[BEGIN Records for this exercise]
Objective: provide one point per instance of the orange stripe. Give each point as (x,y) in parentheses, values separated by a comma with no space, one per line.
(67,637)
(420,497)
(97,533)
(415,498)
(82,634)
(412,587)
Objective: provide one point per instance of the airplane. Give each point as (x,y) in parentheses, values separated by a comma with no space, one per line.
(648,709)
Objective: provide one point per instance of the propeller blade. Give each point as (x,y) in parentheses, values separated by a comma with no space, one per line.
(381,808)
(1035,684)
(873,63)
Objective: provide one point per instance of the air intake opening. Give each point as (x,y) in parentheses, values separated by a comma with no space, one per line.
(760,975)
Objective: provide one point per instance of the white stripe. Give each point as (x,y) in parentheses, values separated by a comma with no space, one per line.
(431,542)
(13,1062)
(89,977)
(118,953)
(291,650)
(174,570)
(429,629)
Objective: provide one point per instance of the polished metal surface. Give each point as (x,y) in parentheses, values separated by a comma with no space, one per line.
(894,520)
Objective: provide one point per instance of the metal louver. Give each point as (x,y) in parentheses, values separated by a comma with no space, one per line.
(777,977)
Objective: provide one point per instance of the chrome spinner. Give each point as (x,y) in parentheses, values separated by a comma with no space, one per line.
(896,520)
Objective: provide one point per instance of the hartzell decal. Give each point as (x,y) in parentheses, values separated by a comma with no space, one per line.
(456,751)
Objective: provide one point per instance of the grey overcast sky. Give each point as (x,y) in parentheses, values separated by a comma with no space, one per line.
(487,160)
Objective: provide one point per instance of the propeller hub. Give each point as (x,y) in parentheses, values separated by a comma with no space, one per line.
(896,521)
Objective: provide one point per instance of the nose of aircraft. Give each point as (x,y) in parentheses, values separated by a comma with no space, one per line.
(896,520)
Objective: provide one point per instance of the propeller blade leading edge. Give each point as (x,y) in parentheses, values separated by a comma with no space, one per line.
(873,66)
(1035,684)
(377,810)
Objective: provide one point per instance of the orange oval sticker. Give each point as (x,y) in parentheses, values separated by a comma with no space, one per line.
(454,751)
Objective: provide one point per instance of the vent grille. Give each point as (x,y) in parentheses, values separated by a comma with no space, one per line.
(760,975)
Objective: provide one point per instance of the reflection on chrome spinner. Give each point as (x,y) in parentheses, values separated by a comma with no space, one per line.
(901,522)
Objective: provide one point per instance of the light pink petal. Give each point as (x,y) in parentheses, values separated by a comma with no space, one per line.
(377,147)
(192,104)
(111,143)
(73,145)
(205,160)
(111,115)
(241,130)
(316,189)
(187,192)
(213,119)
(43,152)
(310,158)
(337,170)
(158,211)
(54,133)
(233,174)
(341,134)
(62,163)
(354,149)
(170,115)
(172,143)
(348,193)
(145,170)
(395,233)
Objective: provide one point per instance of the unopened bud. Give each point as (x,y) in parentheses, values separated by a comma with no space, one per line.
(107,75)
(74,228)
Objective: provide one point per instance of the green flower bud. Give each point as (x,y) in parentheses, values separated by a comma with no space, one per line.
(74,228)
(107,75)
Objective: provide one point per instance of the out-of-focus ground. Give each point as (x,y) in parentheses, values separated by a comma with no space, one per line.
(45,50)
[END Records for this exercise]
Take the line with "Objective: provide one point per instance of the unopened" and all lines after it to the last line, and reproduce them exactly.

> The completed task:
Objective: provide one point per instance of the unopened bud. Give each point as (x,y) in parentheses, values separated by a comma with no space, one per line.
(107,75)
(74,228)
Objective: provide one point per instance of the green flower bud. Give each point as (x,y) in parentheses, values separated by a comma with no space, one per line.
(74,228)
(107,75)
Objective: provide one point per instance of the out-of-focus ground. Give each point as (x,y) in parentheses, values separated by a comma with no space, one per line.
(45,50)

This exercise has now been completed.